Page text:
I really gave it a try, Blixt, Breez and last but not least Phoenix. With the latter, I had more than 15 channels open and inbound liquidity scattered all over the place. In total enough inbound liq but every other receiving transaction opened a new channel with 3000 sat fees. I'm done with it.
What's next?
  1. I keep my own node with private channels to stacker.news ;-) to try things out and learn. I use RTL and Zeus as the mobile wallet. This gives me full control. I use it just to zap a few sats on nostr or tips in general.
  2. I will use from now on WoS (yes throw tomatoes please) because it just works! More than 500k sats I will swap out to on-chain using boltz.exchange to self-custody my coins.
OT: I believe that's the way to go to on-board newbies: Show them WoS, send them a few sats for the bond to buy btc on robosats, let them receive the sats in WoS and show them how to swap out to self custody on-chain using exchanges like boltz! Later they can learn how to coinjoin with Sparrow.

Stored data
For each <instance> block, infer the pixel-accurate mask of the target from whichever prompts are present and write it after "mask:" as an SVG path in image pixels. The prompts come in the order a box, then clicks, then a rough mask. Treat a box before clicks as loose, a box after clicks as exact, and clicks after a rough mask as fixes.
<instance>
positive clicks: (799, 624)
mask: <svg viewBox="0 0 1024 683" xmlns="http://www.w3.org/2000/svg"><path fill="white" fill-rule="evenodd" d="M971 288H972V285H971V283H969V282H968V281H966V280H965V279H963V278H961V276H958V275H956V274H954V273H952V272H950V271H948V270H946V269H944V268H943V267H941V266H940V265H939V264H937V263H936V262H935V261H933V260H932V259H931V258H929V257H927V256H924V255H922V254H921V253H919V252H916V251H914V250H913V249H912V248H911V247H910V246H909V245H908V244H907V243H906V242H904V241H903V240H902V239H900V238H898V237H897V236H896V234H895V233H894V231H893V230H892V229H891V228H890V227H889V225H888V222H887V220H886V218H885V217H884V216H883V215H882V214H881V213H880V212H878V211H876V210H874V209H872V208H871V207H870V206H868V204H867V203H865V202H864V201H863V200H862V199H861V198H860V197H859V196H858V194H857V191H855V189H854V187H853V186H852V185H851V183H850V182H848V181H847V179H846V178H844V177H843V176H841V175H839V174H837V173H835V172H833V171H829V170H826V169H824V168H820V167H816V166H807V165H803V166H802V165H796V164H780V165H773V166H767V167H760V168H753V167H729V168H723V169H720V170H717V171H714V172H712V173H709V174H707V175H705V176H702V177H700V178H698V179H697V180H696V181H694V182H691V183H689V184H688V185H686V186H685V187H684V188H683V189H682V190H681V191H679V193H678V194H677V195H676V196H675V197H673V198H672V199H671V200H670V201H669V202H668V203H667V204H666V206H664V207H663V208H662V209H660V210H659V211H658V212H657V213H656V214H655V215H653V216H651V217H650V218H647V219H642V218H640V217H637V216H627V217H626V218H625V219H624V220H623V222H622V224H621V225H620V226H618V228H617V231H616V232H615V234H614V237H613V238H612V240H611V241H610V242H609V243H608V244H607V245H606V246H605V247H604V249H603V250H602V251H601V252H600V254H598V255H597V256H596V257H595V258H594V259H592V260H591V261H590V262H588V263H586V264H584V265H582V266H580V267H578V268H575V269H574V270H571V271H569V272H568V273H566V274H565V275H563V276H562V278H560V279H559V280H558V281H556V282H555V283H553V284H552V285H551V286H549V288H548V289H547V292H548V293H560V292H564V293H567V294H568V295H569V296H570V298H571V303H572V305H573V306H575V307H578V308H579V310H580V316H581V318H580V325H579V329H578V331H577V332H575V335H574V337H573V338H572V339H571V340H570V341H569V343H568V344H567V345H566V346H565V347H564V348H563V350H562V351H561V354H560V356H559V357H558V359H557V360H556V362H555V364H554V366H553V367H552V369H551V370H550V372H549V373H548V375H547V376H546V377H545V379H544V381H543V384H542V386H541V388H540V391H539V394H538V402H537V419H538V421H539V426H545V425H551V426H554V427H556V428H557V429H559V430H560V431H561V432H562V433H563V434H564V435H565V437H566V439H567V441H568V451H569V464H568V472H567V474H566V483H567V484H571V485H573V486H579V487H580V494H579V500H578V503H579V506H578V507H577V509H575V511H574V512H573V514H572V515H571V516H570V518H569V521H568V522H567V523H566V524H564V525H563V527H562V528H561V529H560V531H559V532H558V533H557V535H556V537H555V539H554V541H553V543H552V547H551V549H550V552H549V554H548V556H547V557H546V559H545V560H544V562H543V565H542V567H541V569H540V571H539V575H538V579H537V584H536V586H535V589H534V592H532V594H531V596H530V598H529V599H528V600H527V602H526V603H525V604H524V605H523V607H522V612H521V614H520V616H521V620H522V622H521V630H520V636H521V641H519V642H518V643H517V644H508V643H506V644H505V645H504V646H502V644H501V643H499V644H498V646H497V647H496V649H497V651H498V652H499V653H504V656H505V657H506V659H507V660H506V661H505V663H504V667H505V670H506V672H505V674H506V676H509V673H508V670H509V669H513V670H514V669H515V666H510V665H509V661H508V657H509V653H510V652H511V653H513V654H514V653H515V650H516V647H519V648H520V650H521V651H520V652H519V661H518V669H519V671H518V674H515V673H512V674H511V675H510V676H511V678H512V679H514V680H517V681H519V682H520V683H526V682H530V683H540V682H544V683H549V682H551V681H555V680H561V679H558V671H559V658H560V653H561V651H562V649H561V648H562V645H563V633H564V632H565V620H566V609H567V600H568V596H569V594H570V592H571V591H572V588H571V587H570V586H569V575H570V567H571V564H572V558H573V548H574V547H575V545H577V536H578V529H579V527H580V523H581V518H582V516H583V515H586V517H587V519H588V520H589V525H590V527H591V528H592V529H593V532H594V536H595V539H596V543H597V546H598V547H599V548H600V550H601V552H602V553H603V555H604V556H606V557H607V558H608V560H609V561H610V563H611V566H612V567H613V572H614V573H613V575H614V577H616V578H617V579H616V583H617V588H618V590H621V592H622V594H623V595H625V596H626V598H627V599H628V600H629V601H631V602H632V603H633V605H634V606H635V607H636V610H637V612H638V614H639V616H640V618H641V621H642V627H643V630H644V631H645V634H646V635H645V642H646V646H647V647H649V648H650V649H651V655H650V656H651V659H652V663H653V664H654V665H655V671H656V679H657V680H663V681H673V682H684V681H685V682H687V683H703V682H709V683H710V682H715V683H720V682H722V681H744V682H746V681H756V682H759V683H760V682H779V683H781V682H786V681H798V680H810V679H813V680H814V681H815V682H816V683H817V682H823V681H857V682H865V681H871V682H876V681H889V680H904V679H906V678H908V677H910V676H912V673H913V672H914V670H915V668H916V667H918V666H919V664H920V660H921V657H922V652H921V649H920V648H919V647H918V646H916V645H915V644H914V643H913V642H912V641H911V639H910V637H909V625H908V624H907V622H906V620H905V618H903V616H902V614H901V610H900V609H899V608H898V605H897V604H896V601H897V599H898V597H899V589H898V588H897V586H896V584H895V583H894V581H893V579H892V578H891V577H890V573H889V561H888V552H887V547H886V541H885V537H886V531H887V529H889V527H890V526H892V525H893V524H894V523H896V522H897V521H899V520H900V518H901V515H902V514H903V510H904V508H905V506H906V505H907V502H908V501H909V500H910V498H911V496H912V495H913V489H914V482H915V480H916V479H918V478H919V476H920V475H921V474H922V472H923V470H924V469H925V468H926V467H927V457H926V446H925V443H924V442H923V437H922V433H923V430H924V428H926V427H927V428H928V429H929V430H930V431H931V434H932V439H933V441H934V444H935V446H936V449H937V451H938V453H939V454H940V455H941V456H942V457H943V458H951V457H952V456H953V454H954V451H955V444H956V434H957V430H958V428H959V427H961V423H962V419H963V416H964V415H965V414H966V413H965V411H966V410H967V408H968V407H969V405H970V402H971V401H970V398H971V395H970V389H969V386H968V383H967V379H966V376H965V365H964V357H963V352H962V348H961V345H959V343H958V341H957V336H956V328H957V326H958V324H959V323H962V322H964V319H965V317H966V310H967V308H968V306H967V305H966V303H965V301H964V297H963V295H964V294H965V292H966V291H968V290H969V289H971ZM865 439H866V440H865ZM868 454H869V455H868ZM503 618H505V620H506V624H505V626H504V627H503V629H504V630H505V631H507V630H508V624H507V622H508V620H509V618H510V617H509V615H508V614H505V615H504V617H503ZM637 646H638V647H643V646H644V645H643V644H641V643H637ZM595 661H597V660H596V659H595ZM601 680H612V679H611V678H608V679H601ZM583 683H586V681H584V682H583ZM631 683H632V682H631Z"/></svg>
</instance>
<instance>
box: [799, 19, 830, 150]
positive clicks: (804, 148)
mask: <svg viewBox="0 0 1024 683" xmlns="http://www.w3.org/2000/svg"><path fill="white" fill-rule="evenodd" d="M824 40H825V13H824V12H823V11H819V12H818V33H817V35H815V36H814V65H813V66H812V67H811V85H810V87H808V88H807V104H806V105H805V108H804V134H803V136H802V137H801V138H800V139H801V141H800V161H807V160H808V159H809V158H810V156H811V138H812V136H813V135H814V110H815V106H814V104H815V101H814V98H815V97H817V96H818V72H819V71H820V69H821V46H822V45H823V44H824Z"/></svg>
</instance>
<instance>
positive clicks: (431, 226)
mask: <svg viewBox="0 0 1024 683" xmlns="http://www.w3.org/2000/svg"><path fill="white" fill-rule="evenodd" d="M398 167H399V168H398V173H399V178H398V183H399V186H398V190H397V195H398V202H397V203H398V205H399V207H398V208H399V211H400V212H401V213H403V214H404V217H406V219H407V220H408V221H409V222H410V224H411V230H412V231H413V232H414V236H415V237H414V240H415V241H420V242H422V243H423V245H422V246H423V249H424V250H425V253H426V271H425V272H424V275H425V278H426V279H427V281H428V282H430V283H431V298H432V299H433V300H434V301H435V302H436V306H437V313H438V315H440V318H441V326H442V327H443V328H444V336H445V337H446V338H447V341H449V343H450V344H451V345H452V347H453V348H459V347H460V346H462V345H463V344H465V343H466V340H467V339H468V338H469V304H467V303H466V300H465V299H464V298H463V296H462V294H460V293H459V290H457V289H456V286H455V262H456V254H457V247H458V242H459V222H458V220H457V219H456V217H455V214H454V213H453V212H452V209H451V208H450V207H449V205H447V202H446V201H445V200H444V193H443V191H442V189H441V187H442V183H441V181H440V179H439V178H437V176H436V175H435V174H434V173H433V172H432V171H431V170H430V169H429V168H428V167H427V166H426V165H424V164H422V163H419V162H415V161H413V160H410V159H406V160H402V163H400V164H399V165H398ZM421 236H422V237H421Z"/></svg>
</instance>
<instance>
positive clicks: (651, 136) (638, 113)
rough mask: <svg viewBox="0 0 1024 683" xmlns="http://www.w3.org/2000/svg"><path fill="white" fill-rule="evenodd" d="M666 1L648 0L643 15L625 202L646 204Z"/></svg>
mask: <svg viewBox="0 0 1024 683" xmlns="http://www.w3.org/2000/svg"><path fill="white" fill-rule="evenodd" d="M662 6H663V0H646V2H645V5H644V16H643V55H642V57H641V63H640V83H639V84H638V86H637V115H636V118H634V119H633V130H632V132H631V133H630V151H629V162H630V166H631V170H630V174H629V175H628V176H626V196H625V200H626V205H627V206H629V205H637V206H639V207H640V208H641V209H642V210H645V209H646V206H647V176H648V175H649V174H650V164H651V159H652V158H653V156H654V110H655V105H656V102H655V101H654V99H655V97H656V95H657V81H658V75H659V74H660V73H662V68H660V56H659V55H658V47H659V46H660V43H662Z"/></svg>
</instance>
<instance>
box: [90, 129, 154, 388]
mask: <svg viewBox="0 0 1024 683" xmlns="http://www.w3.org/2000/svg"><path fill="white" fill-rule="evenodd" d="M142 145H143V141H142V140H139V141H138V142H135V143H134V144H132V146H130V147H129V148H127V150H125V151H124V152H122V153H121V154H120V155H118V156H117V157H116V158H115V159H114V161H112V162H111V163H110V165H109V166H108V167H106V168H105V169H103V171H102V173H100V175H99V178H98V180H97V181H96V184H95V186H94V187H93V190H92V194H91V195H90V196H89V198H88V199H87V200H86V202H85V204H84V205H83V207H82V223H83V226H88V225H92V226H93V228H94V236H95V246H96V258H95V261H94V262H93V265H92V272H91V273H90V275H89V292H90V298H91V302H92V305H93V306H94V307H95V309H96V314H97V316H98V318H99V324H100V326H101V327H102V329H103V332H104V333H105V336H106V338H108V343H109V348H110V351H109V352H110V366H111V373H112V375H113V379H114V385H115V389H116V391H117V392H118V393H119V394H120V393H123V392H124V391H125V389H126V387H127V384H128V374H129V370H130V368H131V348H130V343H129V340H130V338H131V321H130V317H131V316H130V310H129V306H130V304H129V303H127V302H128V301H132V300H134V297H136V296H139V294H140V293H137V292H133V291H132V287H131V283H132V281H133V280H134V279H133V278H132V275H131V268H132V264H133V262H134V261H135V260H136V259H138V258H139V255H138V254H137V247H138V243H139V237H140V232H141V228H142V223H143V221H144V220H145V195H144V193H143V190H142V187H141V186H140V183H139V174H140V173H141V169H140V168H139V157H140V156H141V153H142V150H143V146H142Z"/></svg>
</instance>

Requirement 1: Write out the wallet post verbatim from "OT: I believe" up to and including "coinjoin with Sparrow.".
Requirement 2: Repeat the stored data verbatim from its first line up to and including the line with "positive clicks: (799, 624)", and nothing more.

Exercise result 1:
OT: I believe that's the way to go to on-board newbies: Show them WoS, send them a few sats for the bond to buy btc on robosats, let them receive the sats in WoS and show them how to swap out to self custody on-chain using exchanges like boltz! Later they can learn how to coinjoin with Sparrow.

Exercise result 2:
For each <instance> block, infer the pixel-accurate mask of the target from whichever prompts are present and write it after "mask:" as an SVG path in image pixels. The prompts come in the order a box, then clicks, then a rough mask. Treat a box before clicks as loose, a box after clicks as exact, and clicks after a rough mask as fixes.
<instance>
positive clicks: (799, 624)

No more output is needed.